Using the records below, repeat exactly the lines from the one holding "TARGET = blonde hair" through the one holding "TARGET = lace sleeve of wedding dress", both ends included, and no others.

(Referring expression data)
= = = = = = =

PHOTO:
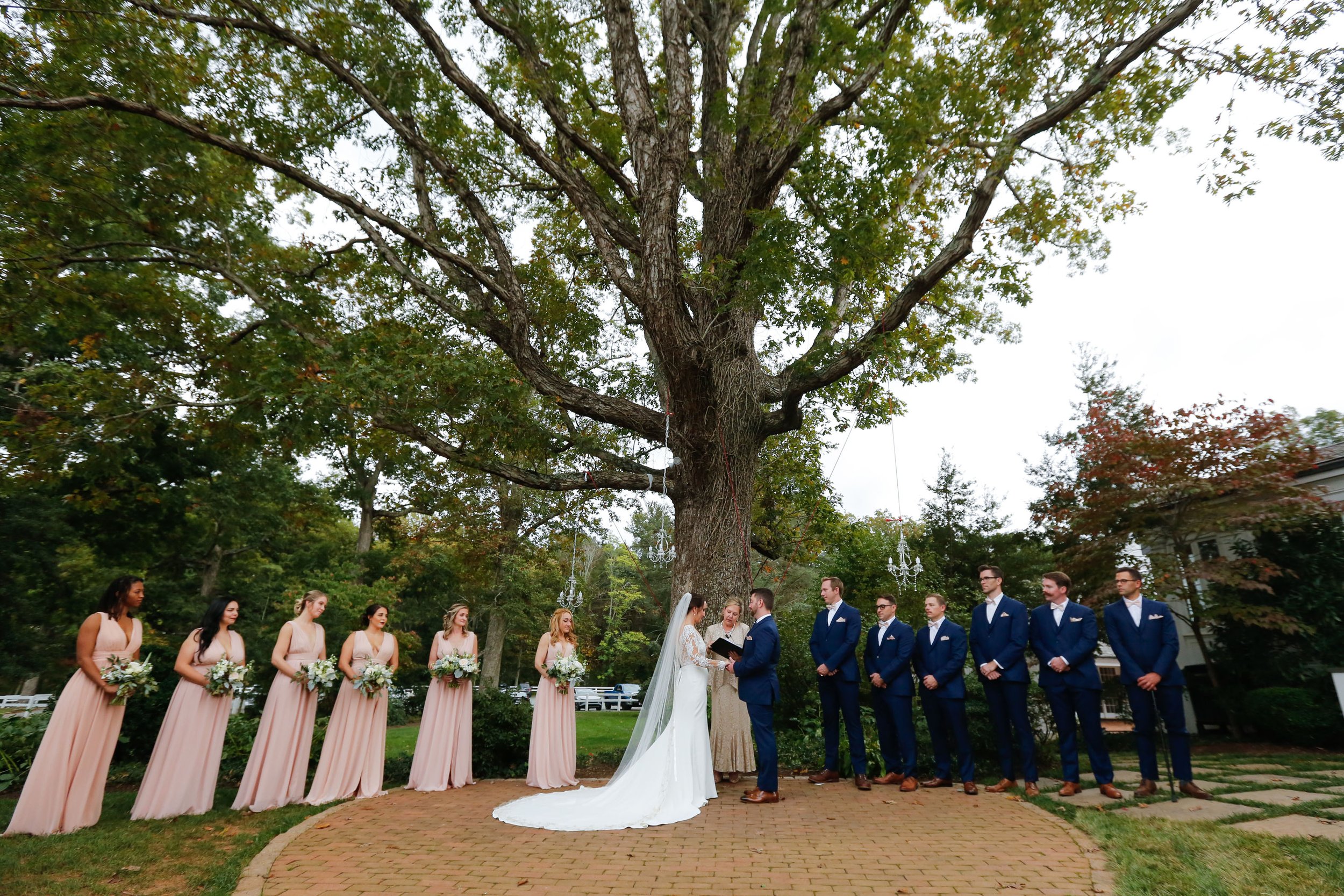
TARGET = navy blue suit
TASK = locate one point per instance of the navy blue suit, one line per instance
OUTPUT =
(1074, 693)
(759, 687)
(1004, 641)
(1152, 647)
(945, 706)
(834, 644)
(891, 704)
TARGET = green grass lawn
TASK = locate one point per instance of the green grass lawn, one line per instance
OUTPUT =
(199, 855)
(1156, 857)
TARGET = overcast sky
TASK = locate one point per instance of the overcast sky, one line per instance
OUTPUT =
(1199, 300)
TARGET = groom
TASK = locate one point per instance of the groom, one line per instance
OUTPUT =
(759, 687)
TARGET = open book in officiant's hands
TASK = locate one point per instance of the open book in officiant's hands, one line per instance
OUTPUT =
(726, 648)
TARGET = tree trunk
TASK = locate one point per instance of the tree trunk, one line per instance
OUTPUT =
(492, 653)
(210, 570)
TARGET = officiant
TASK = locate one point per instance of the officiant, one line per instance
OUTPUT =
(730, 726)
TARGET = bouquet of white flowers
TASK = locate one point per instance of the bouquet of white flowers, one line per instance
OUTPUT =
(131, 677)
(227, 676)
(319, 673)
(455, 666)
(566, 671)
(374, 679)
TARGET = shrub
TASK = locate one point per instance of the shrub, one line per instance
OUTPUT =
(501, 733)
(1292, 715)
(19, 739)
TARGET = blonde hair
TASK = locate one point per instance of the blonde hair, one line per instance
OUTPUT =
(555, 626)
(308, 598)
(452, 614)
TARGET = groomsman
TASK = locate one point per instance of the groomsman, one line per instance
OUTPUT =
(1143, 634)
(999, 647)
(886, 658)
(835, 634)
(940, 658)
(1063, 634)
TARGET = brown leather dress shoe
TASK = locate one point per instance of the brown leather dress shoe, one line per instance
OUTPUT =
(762, 797)
(1190, 789)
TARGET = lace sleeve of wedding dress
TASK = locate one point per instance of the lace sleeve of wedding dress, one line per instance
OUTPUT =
(692, 650)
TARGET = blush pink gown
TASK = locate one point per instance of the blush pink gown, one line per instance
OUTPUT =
(277, 769)
(356, 735)
(183, 768)
(65, 785)
(554, 750)
(444, 743)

= = = = = = =

## ANSWER SPACE
TARGET = blonde hair
TASK = locate one point per instance of the blonde hair, one line per instance
OUTPUT =
(555, 626)
(308, 598)
(452, 614)
TARGET = groomsman
TASK = locate one point per instance of the groomsman, one line per instance
OUTPUT =
(1143, 634)
(999, 647)
(886, 658)
(835, 634)
(940, 658)
(1063, 634)
TARGET = brown leather dress shoe
TASK = locate one point per instance of the brown leather dress shoe, one line per instance
OUTPUT =
(762, 797)
(1190, 789)
TARGET = lace sleeve of wedding dress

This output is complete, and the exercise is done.